Natural-language object grounding data
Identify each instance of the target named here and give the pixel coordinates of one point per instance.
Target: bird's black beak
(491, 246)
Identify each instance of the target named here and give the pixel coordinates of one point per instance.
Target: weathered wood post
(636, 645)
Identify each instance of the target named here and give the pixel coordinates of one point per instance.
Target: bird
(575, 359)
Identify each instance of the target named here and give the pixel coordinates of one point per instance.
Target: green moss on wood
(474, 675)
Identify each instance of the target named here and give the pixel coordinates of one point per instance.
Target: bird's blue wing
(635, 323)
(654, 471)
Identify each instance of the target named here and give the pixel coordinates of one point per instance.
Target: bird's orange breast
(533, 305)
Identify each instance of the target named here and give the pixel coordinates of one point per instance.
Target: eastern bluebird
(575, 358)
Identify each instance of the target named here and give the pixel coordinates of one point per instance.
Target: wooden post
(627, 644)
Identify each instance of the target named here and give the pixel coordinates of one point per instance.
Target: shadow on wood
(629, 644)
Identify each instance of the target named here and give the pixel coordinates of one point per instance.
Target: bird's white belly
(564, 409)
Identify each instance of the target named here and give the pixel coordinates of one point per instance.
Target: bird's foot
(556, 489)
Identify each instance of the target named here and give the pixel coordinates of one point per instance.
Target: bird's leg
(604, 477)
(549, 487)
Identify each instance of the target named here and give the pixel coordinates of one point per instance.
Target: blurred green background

** TASK DETAILS **
Could you restate every record word for word?

** TASK ANSWER **
Identify each instance of the target named here and give the pixel coordinates of one point per instance.
Target: bird's black beak
(491, 246)
Identify each instance of the target named here and give the pixel coordinates of one point per instance.
Target: weathered wood post
(636, 645)
Identify each instance of the target named here and give the pixel coordinates of one point per instance.
Target: bird
(575, 359)
Identify each instance of the target named here and give the pixel coordinates of one point per instance.
Target: green moss on wood
(474, 675)
Identify each instance of the target named here and give the pixel coordinates of one point per instance.
Target: bird's blue wing
(635, 323)
(654, 471)
Identify each instance of the target named here and give the pixel coordinates of one point per instance.
Target: bird's orange breast
(533, 305)
Identify each instance of the target named here and give the pixel coordinates of one point per instance.
Target: eastern bluebird
(575, 358)
Identify each instance of the target named here and give the pixel coordinates of one point per instance.
Target: wooden post
(627, 644)
Identify each instance of the target named here and give the pixel coordinates of one point per instance.
Target: shadow on wood
(629, 644)
Identify each instance of the target named here and give the pixel coordinates of one point per instance.
Target: bird's white belly
(564, 409)
Identify each instance of the target named here and give the pixel coordinates of one point per instance.
Target: bird's foot
(556, 489)
Identify each instance of the target named here and give the pixel coordinates of one point per instance.
Target: bird's leg
(604, 477)
(549, 487)
Identify each instance of the target named here and give the pixel coordinates of one point per instance.
Target: blurred green background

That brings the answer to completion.